◆ ACTIVITY ◆
Report every line in the records below that holds the word "rough".

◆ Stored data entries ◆
•••

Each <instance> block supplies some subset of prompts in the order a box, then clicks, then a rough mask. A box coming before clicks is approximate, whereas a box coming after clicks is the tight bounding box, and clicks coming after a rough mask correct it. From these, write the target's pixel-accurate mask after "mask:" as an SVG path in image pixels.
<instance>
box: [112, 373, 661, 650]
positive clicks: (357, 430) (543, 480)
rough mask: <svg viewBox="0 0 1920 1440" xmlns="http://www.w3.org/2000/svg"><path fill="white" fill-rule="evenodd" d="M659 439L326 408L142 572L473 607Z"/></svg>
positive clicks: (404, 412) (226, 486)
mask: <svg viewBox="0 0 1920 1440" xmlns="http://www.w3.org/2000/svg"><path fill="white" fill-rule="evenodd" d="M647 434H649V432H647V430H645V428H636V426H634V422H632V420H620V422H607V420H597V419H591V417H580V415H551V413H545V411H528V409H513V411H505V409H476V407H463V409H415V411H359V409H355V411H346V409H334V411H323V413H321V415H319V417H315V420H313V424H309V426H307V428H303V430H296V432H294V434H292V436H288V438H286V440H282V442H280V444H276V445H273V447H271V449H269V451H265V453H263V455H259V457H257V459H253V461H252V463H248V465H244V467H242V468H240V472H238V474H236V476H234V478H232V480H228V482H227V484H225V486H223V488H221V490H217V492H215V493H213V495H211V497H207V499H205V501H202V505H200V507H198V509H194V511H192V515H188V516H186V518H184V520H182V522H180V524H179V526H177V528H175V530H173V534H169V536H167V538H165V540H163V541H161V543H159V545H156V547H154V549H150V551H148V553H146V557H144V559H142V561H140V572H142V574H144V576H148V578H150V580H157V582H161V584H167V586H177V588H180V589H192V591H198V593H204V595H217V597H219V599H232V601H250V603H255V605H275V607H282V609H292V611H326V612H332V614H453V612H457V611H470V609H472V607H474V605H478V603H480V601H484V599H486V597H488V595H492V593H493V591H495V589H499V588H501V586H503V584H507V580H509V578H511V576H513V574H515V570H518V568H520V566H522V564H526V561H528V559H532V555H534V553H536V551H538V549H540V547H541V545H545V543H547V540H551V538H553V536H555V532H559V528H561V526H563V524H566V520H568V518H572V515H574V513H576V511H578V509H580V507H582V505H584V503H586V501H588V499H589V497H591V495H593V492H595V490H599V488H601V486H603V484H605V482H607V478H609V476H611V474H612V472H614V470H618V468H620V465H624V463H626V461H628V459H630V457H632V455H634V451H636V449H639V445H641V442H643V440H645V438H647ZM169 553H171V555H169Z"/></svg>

•••

◆ WRITTEN ANSWER ◆
Each <instance> block supplies some subset of prompts in the order a box, then clicks, then a rough mask. A box coming before clicks is approximate, whereas a box coming after clicks is the tight bounding box, and clicks coming after a rough mask correct it. From these, write the target's pixel-accurate mask after "mask:" as an SVG path in image pixels.
rough mask: <svg viewBox="0 0 1920 1440" xmlns="http://www.w3.org/2000/svg"><path fill="white" fill-rule="evenodd" d="M659 439L326 408L142 572L473 607Z"/></svg>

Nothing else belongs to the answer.